**What to produce**
Copy out all of the data that follows, exactly as it appears.

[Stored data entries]
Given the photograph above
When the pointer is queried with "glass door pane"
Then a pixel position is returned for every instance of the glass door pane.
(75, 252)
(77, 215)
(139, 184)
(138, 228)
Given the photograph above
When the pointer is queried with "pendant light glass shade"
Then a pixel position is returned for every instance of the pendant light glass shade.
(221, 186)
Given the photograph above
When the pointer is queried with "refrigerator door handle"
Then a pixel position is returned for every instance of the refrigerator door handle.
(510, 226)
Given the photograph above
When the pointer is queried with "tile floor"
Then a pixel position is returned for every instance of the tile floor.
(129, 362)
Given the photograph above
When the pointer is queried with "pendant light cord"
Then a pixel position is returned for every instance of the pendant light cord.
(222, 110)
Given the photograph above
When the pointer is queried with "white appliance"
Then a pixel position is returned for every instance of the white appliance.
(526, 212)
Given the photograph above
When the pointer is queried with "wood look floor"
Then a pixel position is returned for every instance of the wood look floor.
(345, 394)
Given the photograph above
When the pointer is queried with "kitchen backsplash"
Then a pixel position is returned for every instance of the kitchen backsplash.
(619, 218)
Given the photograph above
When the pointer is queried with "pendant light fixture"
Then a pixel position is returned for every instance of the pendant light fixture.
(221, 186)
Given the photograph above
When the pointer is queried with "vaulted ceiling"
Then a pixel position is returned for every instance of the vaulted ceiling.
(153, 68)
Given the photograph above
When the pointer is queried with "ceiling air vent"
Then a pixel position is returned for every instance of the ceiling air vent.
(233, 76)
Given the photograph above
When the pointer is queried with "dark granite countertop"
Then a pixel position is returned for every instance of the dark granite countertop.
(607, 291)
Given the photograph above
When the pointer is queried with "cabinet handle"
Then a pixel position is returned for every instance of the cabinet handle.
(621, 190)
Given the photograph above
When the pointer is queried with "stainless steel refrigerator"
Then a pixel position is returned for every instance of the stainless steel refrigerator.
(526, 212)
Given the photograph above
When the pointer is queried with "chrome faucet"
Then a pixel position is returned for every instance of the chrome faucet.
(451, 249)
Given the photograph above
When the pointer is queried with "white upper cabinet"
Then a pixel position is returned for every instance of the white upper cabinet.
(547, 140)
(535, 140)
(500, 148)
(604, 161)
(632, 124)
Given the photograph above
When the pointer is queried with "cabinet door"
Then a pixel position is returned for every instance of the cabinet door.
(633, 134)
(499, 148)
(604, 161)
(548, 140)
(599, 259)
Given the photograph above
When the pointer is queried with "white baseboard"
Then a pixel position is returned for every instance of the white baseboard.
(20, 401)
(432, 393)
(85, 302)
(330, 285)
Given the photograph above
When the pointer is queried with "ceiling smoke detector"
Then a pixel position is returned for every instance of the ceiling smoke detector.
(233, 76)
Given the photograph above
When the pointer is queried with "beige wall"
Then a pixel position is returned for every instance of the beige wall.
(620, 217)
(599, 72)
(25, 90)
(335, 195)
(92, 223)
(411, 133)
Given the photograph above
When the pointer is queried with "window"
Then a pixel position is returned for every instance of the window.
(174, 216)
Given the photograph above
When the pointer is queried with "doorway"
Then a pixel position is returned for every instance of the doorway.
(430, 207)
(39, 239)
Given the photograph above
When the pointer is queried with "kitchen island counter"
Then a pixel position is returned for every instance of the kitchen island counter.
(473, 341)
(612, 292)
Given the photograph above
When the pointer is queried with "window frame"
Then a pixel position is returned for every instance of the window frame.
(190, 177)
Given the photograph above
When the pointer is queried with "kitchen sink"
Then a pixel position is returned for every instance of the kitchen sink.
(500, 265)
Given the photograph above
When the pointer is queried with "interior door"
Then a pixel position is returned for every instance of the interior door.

**Written solution**
Given the photograph above
When the pointer is queried with "glass door pane"
Then a pixel position is returned for every instance of the glass door pane.
(75, 252)
(77, 215)
(139, 184)
(138, 228)
Given the photograph above
When the pointer is queried with "pendant light glass shade"
Then a pixel position is returned for every instance of the pendant light glass shade.
(221, 186)
Given the photograph above
When the pointer is queried with "refrigerator door handle"
Then a pixel position is returned for every instance of the refrigerator door handle.
(510, 226)
Given the photograph above
When the pointer is queried with "tile floor"
Then a pixel position is returned for every instance of the tile floor.
(129, 362)
Given the photograph above
When the pointer is queried with "pendant light cord"
Then a pixel position is returned for every instance of the pendant light cord.
(222, 110)
Given the photograph above
When the pointer is queried with "white appliance"
Then a pixel position is returned for every instance of the white appliance.
(526, 212)
Given the photograph above
When the pointer is queried with "wood look floor"
Then a pixel position is returned for every instance of the wood look floor.
(345, 394)
Given the photograph above
When the pointer is queried with "kitchen backsplash"
Then a pixel position is returned for every instance of the kitchen backsplash.
(619, 218)
Given the photograph above
When the pointer is queried with "pendant light fixture"
Then a pixel position is returned for every instance of the pendant light fixture.
(221, 186)
Given the photograph above
When the pointer is queried with "vaulted ceiling"
Then a pixel position is returned for every instance of the vaulted ceiling.
(153, 68)
Given the photograph above
When the pointer is queried with "ceiling air vent"
Then a pixel position is returned for every instance of the ceiling air vent.
(233, 76)
Given the photograph above
When the pointer is queried with "dark granite countertop"
Then a pixel position is returned for every instance of the dark granite countertop.
(607, 291)
Given the photograph above
When the pointer is queried with "cabinet handle"
Then a pixel position is returned for every instance of the cabinet handle.
(621, 190)
Given the photograph above
When the pointer is queried with "stainless steel refrigerator"
Then a pixel position is returned for every instance of the stainless steel refrigerator.
(526, 212)
Given the photograph above
When the pointer is queried with "chrome faucet"
Then a pixel position is returned for every instance of the chrome faucet.
(451, 249)
Given the photograph above
When the pointer is queried with "white upper cabinet"
Then a pixel position is returned for every instance of the white upper cabinet.
(547, 140)
(535, 140)
(500, 148)
(604, 161)
(632, 124)
Given the photograph above
When the pointer is queried with "cabinet door"
Then a pixel position is returned for every instance of the cabinet door.
(633, 134)
(499, 148)
(604, 161)
(548, 140)
(599, 259)
Given the photograph above
When the pointer is queried with "white baseboard"
Then a pixel position is returned for every instance of the white baseboard.
(20, 401)
(432, 393)
(85, 302)
(330, 285)
Given the photograph above
When the pointer is queried with "ceiling smoke detector"
Then a pixel position is returned for every instance of the ceiling smoke detector.
(233, 76)
Given the photograph above
When the pointer is queried with "beige wall"
Then a pixel position is returned for every instance of the beige wall.
(620, 217)
(599, 72)
(25, 90)
(335, 195)
(92, 223)
(411, 133)
Given the photograph above
When the pointer is queried with "window"
Then a pixel position is returned for every instance of the window.
(174, 216)
Given the photograph above
When the pointer is queried with "doorway"
Then a pixel position is returned for every instance of the doorway.
(430, 207)
(39, 239)
Given the photograph above
When the pointer is queried with "kitchen island counter"
Then a pixel position is returned for every instance of the kitchen island counter.
(473, 341)
(612, 292)
Given the photograph above
When the pointer is queried with "window frame"
Then a pixel position is returned for every instance of the window frame.
(190, 177)
Given the photograph above
When the pointer is queried with "kitchen sink"
Then a pixel position is returned for every instance of the kitchen sink.
(500, 265)
Given the photograph above
When the pointer is queried with "interior door"
Then a pixel position is returned for every instance of the interior door.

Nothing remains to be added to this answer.